··· TEXT SECTION ···

Treatment-based_study_tutorial.Rmd
#install.packages("pak")
#pak::pkg_install("Phytoecia/eCOMET", dependencies = TRUE)
#pak::pkg_install("Phytoecia/eCOMET", dependencies = TRUE, upgrade = TRUE)
library(ecomet)
library(dplyr)
#> 
#> Attaching package: 'dplyr'
#> The following objects are masked from 'package:stats':
#> 
#>     filter, lag
#> The following objects are masked from 'package:base':
#> 
#>     intersect, setdiff, setequal, union
library(stringr)
library(here)
#> here() starts at /home/minsoo/software/eCOMET
here()
#> [1] "/home/minsoo/software/eCOMET"

Background

In this tutorial, we will demonstrate how to use the eCOMET package for analyzing metabolomics data from a treatment-based study.

  • Treatment-based studies involve comparing metabolite profiles between different treatment groups (e.g., control vs treated).

  • The tutorial covers data preprocessing, normalization, statistical analysis, and visualization techniques commonly used in treatment-based metabolomics studies.

  • The tutorial files are metabolomics analysis files of Arabidopsis thaliana (Col-0) attacked by two different herbivores (Spodoptera litura; sl, and Lipaphis erysimi; le).

  • Eight replicates were sampled and analyzed for each group. See metadata.csv for more details.

  • Tutorial data

    eCOMET is distributed with a small set of example data files that are installed automatically with the package. These files are included specifically so that the tutorials can be run immediately, without downloading additional data or setting file paths by hand.

···

Can you repeat the eCOMET tutorial word for word, starting with "library(here)" and going on through "Lipaphis erysimi; le)."?

··· ENTRIES ···

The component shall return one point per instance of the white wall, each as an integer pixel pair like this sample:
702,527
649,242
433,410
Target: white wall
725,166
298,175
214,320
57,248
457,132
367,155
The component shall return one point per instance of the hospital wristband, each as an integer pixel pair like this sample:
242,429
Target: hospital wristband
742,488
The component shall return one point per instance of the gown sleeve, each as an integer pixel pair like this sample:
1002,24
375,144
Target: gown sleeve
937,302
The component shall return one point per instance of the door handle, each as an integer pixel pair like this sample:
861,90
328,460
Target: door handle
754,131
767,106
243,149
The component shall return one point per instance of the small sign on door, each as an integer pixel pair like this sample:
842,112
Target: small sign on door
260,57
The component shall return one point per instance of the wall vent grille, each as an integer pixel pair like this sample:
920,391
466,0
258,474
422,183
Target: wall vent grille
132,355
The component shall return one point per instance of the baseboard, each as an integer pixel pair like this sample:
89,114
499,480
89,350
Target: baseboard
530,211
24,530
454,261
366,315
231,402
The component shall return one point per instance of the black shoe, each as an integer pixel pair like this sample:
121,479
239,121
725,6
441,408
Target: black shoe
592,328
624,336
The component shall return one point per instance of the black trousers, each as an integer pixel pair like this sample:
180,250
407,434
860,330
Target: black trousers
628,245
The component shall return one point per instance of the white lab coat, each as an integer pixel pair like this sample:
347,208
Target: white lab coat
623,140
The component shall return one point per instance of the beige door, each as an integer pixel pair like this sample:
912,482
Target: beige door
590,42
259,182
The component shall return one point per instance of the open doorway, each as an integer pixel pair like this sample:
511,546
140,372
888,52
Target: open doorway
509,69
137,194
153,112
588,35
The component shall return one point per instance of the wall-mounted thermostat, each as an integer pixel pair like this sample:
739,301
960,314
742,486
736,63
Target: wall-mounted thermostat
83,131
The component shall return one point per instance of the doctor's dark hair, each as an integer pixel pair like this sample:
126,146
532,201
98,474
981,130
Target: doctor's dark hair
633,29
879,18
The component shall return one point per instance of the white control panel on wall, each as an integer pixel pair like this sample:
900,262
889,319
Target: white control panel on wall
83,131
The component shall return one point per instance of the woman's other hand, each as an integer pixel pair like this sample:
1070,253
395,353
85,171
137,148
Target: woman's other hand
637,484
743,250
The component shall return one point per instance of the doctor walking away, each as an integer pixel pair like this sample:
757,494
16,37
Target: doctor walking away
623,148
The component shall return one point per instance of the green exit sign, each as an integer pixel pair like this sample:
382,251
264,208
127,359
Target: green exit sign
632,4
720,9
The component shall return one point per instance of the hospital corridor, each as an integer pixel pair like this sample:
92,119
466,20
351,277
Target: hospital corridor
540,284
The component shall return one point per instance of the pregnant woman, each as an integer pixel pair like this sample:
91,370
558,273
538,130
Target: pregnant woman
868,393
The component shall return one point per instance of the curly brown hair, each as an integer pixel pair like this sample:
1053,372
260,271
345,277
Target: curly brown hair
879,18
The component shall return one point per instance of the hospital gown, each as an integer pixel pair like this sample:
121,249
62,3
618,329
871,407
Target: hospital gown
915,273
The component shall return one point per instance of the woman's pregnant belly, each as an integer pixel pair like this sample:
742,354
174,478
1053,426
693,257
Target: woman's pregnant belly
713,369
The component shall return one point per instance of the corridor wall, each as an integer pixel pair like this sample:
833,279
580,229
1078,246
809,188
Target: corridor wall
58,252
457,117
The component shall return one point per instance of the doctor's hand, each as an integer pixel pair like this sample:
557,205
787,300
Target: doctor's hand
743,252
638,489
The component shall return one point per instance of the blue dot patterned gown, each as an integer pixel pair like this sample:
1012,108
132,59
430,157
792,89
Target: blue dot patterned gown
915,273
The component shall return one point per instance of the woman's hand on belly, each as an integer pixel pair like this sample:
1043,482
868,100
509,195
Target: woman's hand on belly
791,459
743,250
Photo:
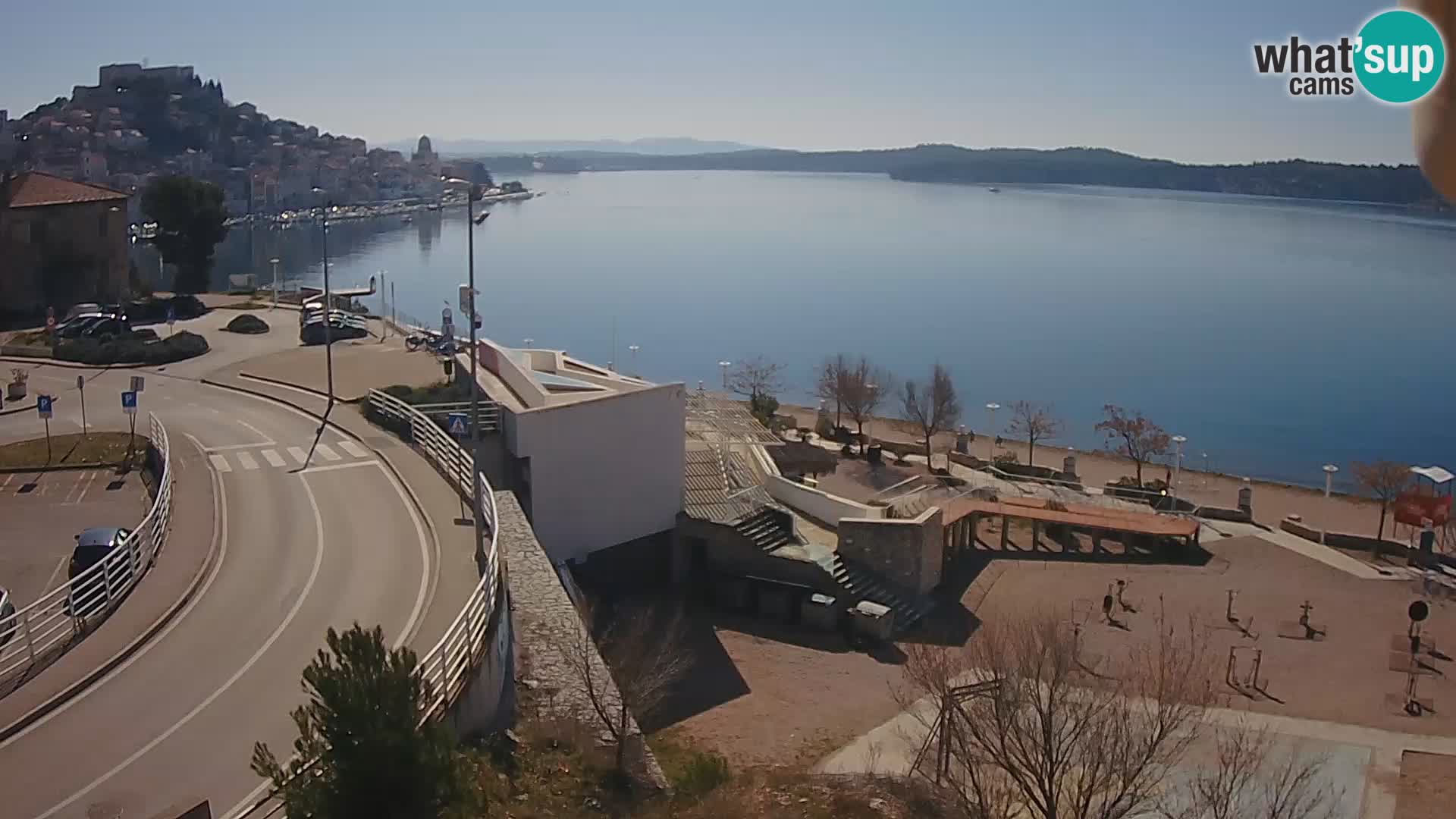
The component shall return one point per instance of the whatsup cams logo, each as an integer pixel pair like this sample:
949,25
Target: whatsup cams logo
1397,57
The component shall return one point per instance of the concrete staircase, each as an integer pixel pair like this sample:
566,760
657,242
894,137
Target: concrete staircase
867,585
767,528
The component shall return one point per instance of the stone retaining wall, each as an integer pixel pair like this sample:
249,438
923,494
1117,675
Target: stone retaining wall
546,624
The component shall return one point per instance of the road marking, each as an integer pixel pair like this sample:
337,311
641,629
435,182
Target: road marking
406,634
55,573
220,538
332,466
204,704
235,447
259,433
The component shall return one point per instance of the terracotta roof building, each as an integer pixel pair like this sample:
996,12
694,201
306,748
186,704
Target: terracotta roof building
60,242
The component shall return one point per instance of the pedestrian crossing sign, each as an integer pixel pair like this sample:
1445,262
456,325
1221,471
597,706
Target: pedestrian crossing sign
457,425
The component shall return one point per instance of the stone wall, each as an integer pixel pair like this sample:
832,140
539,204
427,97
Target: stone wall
548,627
906,551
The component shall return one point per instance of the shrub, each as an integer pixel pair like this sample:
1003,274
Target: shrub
131,350
701,774
824,428
246,324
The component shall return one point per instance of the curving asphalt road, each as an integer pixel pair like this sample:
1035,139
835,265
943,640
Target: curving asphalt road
299,551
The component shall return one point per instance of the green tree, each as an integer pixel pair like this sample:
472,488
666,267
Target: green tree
190,215
362,749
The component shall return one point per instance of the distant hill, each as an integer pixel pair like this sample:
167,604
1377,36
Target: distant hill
1391,184
648,146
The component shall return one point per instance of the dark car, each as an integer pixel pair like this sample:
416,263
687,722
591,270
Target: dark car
74,327
92,548
107,328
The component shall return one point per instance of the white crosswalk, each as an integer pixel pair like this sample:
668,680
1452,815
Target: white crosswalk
246,458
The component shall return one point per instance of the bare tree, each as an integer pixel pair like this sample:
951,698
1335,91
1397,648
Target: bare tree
864,388
645,651
756,378
1033,733
932,407
829,382
1034,422
1253,779
1133,436
1385,480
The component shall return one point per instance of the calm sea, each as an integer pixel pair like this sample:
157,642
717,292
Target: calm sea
1276,335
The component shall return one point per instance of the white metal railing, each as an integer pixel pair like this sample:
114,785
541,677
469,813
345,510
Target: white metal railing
57,617
449,664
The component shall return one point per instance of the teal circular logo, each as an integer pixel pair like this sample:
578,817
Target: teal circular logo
1400,55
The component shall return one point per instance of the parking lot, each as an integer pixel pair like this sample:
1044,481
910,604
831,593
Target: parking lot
44,512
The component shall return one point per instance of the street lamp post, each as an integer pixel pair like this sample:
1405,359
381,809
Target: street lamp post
274,261
1172,490
473,196
990,431
1329,475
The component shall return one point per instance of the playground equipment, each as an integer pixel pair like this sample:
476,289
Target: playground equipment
1426,506
1408,656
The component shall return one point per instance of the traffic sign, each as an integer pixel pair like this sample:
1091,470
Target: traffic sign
457,425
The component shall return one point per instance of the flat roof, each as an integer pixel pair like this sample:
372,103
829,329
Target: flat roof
1088,516
528,378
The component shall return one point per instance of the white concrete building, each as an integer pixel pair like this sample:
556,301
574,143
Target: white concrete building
595,457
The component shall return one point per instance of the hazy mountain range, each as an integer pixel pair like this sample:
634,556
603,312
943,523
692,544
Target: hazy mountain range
1391,184
647,146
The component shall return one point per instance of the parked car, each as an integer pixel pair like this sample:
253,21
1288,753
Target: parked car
74,327
92,547
105,328
82,309
8,623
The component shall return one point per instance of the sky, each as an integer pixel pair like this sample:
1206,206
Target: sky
1168,79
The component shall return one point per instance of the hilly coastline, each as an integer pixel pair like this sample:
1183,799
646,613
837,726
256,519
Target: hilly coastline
1296,178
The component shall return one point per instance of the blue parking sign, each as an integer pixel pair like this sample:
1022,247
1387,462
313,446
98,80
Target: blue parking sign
457,426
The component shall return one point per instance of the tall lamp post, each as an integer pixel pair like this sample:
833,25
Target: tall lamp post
1172,490
1329,475
472,221
328,334
990,431
274,261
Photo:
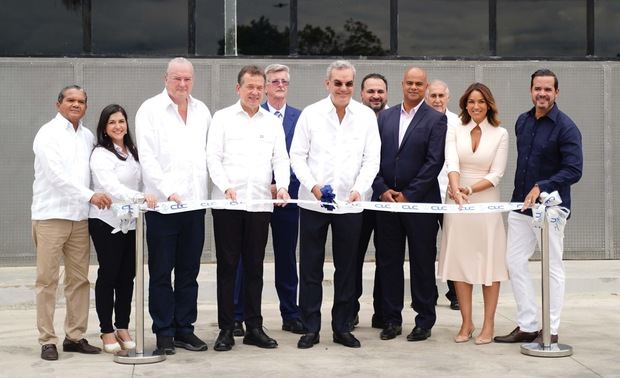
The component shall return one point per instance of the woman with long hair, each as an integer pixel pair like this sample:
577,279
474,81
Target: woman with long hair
115,170
473,246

···

:: REPLY ::
library(here)
#> here() starts at /home/minsoo/software/eCOMET
here()
#> [1] "/home/minsoo/software/eCOMET"

Background

In this tutorial, we will demonstrate how to use the eCOMET package for analyzing metabolomics data from a treatment-based study.

  • Treatment-based studies involve comparing metabolite profiles between different treatment groups (e.g., control vs treated).

  • The tutorial covers data preprocessing, normalization, statistical analysis, and visualization techniques commonly used in treatment-based metabolomics studies.

  • The tutorial files are metabolomics analysis files of Arabidopsis thaliana (Col-0) attacked by two different herbivores (Spodoptera litura; sl, and Lipaphis erysimi; le).